--- start PAGE EXTRACT ---
This is mostly for fp ops and more complex integer ops (imul, idiv). Most common int ops have 1 cycle latency (reg, reg).

But I have heard nothing about the strided prefetchers, which are the other thing that gave core 2 it's boost.
The optimization manual mentions them: "The L1 hardware prefetcher in AMD Family 15h processors is a stride prefetcher that is triggered by L1 cache misses and received training data from the L2 prefetcher."

Then there are region prefetchers (good for server type workloads)...

Intel's caches should give them much better latencies/BW for most cached items. They also have much more OoOE resources.
2 threads on a BD module can fetch 32B+32B per cycle from L1 at 4cycle latency. Writes go to WCC and L2 then, at a much lower rate. L2 reads might reach 32B per cycle at 18-20cycles latency, but I don't remember right now the bandwidth.
--- end PAGE EXTRACT ---
--- start ROWS ---
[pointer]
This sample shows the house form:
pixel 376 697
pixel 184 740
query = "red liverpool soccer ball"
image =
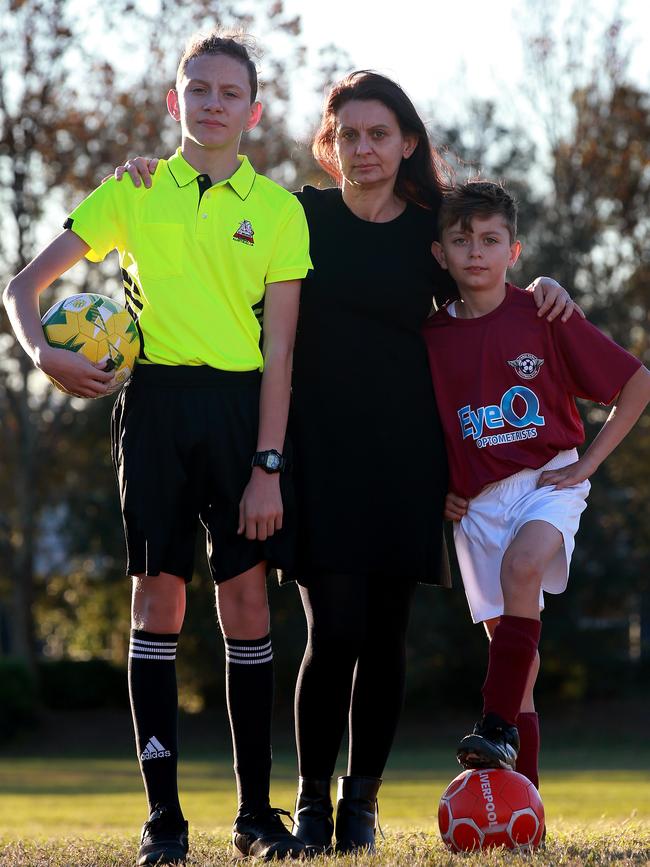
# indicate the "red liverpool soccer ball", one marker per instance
pixel 485 808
--- end ROWS ---
STATED TASK A: Edit the records by replacing "soccer ball" with "football" everywhere it appears and keeping everything else the same. Leave the pictures out of your answer.
STATED TASK B: Resume the text on processor caches and prefetchers, picking up right after its last sentence.

EXERCISE RESULT A:
[pointer]
This sample shows the house form:
pixel 376 697
pixel 184 740
query = "red liverpool football"
image =
# indicate the "red liverpool football", one marker per instance
pixel 485 808

EXERCISE RESULT B:
OTOH BDv1 has some bandwith issues with streaming writes according to the manual.

At equal clocks, I'm not expecting that much from BD. The big question is, when not limited by thermals, how high can that one BD thread clock?
It's likely that BD won't run at equal clocks at the same workloads as SB. Will be interesting to watch if BD will at least reach similar overall performance. But due to the very different archs I expect some dramatic positive and negative outliers.